### WORK REQUIRED
Transcribe exactly everything in the data below from the line containing "Where can you find the young" down to the line containing "Where can you find the seagull?", both lines included and nothing further.

### DATA TO PROCESS

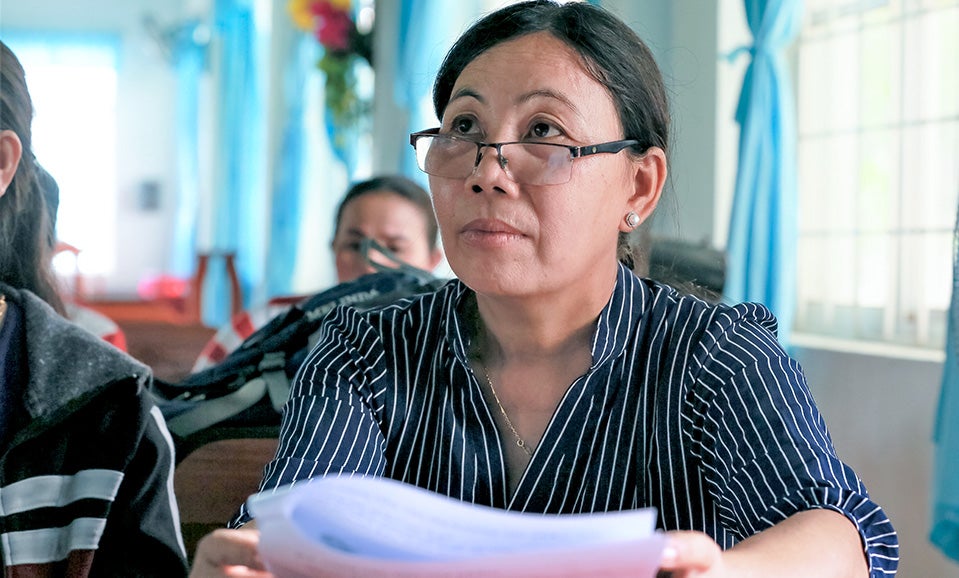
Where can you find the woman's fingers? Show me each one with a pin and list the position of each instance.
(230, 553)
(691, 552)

--

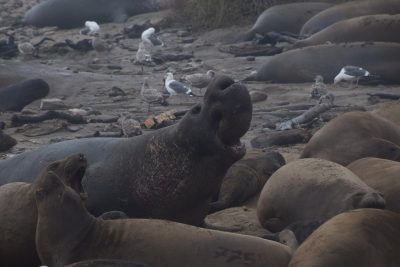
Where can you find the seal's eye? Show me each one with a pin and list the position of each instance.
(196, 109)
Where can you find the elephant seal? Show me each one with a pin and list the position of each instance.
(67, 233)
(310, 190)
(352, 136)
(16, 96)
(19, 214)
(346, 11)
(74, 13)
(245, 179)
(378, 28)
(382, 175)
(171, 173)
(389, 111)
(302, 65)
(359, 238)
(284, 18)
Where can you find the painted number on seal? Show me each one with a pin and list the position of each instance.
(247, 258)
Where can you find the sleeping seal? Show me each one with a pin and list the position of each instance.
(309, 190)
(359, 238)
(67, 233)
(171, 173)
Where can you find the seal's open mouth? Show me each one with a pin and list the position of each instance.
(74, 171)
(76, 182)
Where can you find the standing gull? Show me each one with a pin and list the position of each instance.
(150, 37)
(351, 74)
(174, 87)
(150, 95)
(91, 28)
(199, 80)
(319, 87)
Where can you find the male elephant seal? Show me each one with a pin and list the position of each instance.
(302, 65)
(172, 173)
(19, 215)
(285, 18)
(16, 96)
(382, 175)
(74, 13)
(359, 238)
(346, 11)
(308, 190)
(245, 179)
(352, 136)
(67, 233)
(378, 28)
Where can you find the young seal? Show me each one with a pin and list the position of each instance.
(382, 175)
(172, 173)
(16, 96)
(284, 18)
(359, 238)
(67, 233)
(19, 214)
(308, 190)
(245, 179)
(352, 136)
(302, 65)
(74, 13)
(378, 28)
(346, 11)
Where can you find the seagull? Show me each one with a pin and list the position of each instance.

...

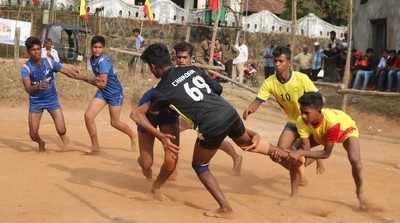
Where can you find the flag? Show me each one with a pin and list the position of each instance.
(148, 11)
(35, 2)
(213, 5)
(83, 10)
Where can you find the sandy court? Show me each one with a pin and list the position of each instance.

### REPLY TO THE TASK
Where can you find the young seal? Show me each one with a pin and list the position of each instance.
(382, 175)
(172, 173)
(16, 96)
(284, 18)
(359, 238)
(67, 233)
(19, 214)
(308, 190)
(245, 179)
(352, 136)
(302, 65)
(74, 13)
(378, 28)
(346, 11)
Where can you find the seagull? Show me each one with a pin and list the position of each instance.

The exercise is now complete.